Samiaji atau Yudhistira yang berkarakter suci
dan ‘nrima’ apa adanya diartikan sebagai manusia bayi. Bima yang polos,
‘lempeng’, jujur adalah bocah. Arjuna yang sering melanglang dan identik dengan
sebutan ‘lelana jagat’ adalah remaja. Si kembar Nakula-Sadewa ibarat sepasang
suami-istri, yang harus seia-sekata, senasib-sepenanggungan.
Filsafat semacam itu, bagi Tomo, demikian
mendasar dalam memainkan wayang. Tak hanya itu, semua unsur yang mendukung
pergelaran wayang bukan hanya tontonan dan hiburan belaka. Lebih dari itu
adalah sebuah makna, sebuah intisari, sebuah filsafat dalam kehidupan yang
disampaikan melalui media wayang kulit. Penyampaian yang tak hanya dengan raga
belaka, akan tetapi dengan rasa dan jiwa.
Tidaklah heran jika H. Tomo merasakan suatu
kejanggalan ketika beberapa dalang muda justru tampak lebih mengejar order
dibandingkan kesiapan pergelaran. Bahkan beberapa di antaranya ada yang
sebenarnya belum siap, kalau tak boleh mengatakan belum layak menjadi dalang.
Ilmu mendalang baru sedikit, penguasaan terhadap gamelan masih lemah, nayaga
tak punya, gamelan tak punya, tetapi sudah menerima panggungan.

- [INFORMASI YANG DIBERIKAN]:
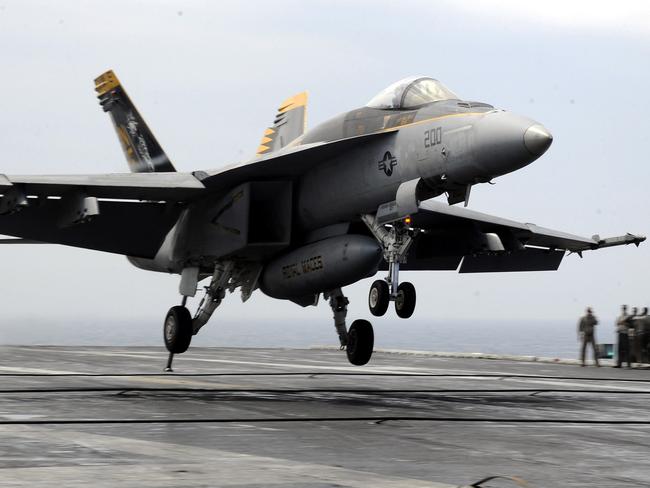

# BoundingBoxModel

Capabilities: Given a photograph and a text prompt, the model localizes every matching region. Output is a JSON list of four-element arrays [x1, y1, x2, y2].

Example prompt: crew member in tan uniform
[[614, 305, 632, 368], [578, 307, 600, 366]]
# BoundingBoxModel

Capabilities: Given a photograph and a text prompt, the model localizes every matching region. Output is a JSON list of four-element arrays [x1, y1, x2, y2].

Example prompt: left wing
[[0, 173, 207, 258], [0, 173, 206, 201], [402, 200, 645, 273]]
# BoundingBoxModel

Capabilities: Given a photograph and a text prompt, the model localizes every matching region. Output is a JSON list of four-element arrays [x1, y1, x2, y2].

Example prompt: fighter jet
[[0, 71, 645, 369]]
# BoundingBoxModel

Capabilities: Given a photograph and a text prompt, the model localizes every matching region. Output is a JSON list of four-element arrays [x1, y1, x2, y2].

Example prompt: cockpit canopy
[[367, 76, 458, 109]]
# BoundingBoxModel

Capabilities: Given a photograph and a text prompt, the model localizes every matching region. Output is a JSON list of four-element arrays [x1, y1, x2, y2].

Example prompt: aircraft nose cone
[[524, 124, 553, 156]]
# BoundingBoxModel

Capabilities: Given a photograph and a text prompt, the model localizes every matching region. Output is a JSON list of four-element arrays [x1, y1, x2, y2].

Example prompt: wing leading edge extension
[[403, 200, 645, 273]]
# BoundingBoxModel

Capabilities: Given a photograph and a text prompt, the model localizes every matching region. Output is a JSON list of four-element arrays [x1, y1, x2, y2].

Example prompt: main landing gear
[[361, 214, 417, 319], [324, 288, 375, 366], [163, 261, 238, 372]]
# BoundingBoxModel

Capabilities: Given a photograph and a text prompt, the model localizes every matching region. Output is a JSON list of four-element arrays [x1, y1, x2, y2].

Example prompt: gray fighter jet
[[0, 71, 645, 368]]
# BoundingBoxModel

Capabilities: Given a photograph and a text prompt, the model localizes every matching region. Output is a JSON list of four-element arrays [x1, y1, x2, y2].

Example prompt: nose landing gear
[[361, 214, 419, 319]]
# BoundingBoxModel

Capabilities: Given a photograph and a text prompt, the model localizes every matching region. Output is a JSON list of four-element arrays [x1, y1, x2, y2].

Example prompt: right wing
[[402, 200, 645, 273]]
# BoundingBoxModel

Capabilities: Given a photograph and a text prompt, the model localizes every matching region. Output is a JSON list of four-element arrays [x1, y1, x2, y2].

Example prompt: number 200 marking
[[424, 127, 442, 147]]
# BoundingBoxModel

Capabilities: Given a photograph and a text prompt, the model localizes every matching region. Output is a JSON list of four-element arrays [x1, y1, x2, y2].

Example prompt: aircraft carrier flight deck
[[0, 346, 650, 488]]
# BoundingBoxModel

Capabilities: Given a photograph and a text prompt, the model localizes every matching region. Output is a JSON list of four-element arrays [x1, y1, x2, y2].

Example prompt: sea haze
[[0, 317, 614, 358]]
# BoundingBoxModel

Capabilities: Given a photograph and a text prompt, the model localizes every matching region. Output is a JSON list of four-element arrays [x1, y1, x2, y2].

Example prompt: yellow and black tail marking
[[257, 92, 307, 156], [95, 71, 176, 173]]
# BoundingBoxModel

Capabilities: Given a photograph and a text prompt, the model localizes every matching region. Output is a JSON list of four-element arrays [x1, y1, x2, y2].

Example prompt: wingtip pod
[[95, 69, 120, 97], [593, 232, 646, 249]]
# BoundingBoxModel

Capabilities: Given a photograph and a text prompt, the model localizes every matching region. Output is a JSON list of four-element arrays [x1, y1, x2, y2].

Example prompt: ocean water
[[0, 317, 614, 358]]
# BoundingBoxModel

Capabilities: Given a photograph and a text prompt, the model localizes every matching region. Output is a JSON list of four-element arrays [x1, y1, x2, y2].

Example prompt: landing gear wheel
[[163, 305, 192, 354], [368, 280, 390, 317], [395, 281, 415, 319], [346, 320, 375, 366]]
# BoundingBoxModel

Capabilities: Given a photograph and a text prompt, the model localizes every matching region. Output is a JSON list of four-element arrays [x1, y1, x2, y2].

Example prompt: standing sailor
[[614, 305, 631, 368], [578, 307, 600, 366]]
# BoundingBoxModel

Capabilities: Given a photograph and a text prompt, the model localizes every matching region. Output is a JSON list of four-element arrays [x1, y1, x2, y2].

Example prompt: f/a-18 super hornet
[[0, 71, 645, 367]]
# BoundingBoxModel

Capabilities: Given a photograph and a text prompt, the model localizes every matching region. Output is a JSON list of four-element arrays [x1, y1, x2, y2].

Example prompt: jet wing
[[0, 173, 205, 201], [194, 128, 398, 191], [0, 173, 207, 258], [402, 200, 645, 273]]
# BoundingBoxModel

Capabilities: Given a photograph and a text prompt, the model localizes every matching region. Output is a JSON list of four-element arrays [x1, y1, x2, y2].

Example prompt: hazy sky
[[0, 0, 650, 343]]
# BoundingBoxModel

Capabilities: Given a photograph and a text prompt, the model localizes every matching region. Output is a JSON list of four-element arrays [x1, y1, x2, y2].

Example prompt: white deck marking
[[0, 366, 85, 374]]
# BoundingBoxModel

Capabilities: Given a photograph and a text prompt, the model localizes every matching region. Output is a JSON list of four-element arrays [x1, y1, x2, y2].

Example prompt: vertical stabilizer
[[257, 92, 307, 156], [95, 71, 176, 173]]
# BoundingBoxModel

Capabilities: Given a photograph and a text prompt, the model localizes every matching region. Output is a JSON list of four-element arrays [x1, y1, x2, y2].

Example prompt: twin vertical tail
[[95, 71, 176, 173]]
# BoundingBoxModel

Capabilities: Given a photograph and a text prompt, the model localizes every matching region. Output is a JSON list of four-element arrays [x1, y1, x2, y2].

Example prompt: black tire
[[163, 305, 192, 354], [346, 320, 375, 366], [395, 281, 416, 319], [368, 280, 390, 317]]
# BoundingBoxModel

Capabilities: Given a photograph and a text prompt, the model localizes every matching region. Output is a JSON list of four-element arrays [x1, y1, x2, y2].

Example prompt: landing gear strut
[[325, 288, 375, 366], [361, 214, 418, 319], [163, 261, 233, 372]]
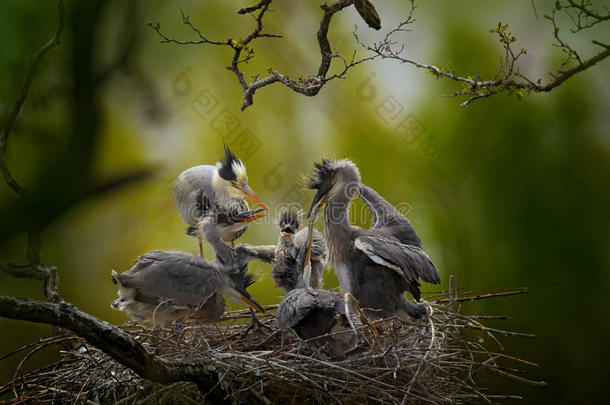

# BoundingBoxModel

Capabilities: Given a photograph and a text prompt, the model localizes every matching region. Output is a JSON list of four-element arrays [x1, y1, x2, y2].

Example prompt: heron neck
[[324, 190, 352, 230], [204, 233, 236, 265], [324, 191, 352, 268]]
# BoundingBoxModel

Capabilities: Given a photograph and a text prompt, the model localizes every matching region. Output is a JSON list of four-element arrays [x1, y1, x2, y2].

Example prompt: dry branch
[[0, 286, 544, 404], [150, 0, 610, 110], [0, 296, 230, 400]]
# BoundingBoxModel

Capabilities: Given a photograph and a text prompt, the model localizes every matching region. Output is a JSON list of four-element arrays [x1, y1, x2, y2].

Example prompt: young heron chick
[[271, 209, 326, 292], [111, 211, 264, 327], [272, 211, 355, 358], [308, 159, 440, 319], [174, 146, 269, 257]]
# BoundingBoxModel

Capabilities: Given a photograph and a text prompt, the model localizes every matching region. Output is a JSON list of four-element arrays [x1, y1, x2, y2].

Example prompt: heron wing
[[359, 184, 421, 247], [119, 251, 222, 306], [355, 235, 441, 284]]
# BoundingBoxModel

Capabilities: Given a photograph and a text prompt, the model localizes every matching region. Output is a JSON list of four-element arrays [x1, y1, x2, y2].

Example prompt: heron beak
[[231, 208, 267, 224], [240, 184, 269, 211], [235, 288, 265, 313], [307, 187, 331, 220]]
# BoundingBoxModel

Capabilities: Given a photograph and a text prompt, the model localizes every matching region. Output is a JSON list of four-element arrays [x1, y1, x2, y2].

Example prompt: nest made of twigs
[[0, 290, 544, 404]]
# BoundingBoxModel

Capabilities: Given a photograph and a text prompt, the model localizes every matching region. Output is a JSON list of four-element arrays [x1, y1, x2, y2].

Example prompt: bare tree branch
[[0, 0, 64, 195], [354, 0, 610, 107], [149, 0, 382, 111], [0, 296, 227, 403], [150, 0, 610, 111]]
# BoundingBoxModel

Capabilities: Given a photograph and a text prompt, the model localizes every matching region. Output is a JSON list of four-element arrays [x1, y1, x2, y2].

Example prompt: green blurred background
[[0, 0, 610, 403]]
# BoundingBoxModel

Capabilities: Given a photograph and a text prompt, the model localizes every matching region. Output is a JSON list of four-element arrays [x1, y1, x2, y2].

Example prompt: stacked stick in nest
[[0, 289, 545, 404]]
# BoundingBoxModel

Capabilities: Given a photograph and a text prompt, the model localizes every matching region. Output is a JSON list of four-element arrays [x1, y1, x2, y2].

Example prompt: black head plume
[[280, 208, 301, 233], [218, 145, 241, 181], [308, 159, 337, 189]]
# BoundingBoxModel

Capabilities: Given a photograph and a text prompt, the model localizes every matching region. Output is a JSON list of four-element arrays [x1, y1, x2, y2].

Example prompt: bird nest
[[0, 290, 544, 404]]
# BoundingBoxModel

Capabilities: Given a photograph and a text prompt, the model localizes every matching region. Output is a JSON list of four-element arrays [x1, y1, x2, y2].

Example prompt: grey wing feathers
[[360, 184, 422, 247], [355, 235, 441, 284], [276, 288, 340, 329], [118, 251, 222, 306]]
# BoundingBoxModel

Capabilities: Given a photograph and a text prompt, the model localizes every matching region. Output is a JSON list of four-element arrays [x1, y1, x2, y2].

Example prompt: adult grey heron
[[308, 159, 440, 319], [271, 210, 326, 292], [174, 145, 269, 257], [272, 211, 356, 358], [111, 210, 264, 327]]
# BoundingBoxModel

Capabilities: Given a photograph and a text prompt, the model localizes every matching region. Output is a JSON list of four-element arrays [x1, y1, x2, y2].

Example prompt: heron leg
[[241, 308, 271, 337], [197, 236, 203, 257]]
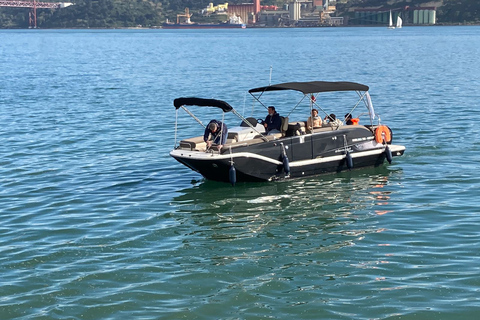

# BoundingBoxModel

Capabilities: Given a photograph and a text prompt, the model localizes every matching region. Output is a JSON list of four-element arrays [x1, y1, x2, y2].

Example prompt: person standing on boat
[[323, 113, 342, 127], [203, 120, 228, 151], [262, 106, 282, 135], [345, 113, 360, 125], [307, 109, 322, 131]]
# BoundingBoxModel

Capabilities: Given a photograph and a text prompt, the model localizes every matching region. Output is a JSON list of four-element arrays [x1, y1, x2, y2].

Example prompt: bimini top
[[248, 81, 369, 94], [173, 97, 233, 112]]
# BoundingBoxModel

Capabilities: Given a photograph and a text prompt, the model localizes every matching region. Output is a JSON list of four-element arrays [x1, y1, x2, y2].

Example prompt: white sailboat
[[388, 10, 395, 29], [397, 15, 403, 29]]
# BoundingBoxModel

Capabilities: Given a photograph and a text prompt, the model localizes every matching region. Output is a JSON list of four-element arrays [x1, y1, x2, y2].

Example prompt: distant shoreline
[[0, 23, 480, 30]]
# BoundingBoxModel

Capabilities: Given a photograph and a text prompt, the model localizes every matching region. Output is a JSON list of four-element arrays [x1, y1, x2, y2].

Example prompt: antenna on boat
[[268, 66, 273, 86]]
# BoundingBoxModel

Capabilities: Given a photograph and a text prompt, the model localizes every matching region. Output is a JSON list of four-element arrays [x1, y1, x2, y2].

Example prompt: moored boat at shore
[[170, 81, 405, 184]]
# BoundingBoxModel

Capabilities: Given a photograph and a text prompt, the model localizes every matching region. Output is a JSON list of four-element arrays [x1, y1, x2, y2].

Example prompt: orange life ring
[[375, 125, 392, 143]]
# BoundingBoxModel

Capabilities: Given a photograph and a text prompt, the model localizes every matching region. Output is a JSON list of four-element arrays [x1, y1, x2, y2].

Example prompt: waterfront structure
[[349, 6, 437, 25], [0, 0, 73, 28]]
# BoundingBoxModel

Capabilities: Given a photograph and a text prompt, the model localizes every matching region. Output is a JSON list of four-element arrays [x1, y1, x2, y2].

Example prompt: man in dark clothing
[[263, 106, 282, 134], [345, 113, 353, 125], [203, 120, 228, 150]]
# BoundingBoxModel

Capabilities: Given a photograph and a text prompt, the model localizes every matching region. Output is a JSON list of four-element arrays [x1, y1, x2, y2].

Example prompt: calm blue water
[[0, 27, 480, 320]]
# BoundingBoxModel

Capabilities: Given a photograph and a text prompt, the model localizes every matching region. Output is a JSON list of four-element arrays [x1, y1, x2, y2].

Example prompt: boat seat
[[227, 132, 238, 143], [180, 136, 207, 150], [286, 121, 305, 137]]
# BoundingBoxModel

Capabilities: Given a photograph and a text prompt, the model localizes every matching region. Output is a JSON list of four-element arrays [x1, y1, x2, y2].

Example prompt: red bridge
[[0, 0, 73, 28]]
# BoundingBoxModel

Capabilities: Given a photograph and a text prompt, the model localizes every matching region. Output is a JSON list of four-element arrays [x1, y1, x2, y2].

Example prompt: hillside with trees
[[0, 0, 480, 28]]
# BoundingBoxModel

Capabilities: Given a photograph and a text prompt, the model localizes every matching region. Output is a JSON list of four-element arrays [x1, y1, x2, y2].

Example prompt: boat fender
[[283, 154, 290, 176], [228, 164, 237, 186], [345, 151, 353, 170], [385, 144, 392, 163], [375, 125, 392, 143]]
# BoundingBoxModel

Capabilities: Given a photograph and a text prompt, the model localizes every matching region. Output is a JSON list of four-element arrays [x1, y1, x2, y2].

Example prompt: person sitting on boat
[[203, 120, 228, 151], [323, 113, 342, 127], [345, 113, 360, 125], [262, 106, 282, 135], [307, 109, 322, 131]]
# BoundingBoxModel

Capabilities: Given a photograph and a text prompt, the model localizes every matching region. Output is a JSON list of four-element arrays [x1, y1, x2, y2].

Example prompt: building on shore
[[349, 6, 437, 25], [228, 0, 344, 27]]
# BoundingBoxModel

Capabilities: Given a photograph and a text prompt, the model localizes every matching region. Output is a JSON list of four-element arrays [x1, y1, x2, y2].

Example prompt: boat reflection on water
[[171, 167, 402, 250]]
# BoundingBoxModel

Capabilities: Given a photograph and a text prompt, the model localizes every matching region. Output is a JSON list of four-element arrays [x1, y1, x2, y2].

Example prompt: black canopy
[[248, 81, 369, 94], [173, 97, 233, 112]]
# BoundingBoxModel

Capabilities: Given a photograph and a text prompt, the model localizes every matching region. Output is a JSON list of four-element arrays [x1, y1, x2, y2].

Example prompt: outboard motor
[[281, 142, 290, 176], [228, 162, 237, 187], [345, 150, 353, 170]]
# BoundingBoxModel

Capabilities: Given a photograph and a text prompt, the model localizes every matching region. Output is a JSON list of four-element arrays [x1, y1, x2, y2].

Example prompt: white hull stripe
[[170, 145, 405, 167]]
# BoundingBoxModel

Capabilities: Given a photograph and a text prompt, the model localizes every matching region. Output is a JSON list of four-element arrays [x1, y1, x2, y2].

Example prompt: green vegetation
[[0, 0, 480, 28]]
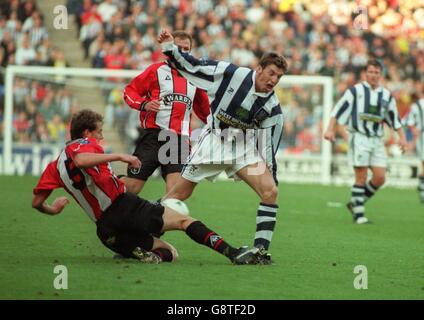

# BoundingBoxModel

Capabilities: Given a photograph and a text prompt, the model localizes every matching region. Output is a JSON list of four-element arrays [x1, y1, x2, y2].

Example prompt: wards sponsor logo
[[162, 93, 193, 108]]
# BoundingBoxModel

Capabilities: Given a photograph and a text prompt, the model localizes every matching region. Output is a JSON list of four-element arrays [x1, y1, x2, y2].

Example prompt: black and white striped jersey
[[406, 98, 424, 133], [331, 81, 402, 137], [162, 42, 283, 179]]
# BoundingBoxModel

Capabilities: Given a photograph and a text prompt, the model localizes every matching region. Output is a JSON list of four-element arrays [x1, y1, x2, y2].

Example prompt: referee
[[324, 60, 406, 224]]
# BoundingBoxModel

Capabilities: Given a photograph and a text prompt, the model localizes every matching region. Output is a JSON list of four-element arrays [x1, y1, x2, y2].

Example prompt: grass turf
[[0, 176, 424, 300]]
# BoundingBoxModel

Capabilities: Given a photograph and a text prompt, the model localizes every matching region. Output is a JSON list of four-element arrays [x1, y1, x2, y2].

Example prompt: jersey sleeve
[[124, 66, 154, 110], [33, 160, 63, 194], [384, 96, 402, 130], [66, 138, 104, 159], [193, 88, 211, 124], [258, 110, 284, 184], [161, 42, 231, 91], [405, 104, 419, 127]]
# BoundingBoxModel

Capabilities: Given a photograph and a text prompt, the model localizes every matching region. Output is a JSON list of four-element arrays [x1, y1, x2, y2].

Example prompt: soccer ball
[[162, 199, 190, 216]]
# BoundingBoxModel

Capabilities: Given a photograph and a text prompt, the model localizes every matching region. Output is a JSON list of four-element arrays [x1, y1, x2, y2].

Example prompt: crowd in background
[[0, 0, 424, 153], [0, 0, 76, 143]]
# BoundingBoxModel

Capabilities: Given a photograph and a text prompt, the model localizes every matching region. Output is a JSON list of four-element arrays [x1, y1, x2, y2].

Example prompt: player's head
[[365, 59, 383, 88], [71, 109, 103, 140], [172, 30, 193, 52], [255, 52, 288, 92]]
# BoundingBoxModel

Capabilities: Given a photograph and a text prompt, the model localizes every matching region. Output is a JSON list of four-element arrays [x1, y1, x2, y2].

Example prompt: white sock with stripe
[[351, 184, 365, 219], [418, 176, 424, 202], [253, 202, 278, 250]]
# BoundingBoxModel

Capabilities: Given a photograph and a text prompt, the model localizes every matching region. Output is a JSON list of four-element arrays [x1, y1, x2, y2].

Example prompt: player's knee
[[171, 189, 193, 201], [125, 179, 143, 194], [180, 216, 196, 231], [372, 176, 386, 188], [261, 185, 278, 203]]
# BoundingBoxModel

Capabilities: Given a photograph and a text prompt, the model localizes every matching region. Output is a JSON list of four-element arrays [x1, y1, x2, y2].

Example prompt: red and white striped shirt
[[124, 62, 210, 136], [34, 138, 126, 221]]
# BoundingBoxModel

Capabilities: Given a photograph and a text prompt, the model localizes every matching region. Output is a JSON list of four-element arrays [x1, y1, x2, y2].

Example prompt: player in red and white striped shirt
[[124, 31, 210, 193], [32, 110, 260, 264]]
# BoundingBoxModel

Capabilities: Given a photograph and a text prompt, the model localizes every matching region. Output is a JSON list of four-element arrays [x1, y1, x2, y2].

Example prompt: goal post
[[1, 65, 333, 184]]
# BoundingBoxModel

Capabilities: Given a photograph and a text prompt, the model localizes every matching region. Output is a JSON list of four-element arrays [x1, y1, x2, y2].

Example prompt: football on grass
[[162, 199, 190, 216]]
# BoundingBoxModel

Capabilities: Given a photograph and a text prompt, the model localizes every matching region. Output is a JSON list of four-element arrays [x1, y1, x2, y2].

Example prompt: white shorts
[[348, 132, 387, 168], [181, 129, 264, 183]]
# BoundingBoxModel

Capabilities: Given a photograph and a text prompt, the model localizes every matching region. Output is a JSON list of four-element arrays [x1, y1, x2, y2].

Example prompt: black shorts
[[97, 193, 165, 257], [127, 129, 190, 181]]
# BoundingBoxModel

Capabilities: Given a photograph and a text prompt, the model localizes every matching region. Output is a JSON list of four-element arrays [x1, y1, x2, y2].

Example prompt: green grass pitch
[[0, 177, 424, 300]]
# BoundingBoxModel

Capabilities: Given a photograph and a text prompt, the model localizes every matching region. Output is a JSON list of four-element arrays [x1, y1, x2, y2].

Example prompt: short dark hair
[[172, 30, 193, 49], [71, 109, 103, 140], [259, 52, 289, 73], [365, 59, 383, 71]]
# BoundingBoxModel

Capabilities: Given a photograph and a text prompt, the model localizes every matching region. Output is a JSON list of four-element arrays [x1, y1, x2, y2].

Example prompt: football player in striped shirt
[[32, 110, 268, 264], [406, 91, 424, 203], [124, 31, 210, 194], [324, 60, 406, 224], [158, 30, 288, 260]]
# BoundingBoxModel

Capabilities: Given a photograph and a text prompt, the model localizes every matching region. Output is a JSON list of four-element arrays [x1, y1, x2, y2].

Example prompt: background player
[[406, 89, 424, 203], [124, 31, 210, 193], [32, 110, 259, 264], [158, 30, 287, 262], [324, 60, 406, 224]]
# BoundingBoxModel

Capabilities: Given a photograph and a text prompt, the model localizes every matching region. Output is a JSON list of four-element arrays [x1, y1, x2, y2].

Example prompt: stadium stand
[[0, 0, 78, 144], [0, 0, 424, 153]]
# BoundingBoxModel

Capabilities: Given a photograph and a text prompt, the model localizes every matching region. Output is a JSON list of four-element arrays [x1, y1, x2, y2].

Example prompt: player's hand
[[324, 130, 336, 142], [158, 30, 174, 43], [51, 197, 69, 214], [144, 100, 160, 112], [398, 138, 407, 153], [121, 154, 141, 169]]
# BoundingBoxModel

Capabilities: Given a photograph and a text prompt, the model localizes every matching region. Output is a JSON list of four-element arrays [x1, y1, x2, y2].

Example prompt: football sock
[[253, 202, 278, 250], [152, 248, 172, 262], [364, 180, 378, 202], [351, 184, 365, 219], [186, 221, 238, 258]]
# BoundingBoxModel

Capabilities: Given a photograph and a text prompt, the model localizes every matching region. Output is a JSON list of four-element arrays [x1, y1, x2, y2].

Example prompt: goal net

- [KETENTUAN LATIHAN]:
1. Dalam teks tentang wayang, tokoh mana yang diibaratkan sebagai remaja?
2. Salin teks tentang wayang mulai dari "Tidaklah heran jika" sampai dengan "sudah menerima panggungan.", tanpa mengubah satu kata pun.

- [JAWABAN TUGAS]:
1. Arjuna.

2.
Tidaklah heran jika H. Tomo merasakan suatu
kejanggalan ketika beberapa dalang muda justru tampak lebih mengejar order
dibandingkan kesiapan pergelaran. Bahkan beberapa di antaranya ada yang
sebenarnya belum siap, kalau tak boleh mengatakan belum layak menjadi dalang.
Ilmu mendalang baru sedikit, penguasaan terhadap gamelan masih lemah, nayaga
tak punya, gamelan tak punya, tetapi sudah menerima panggungan.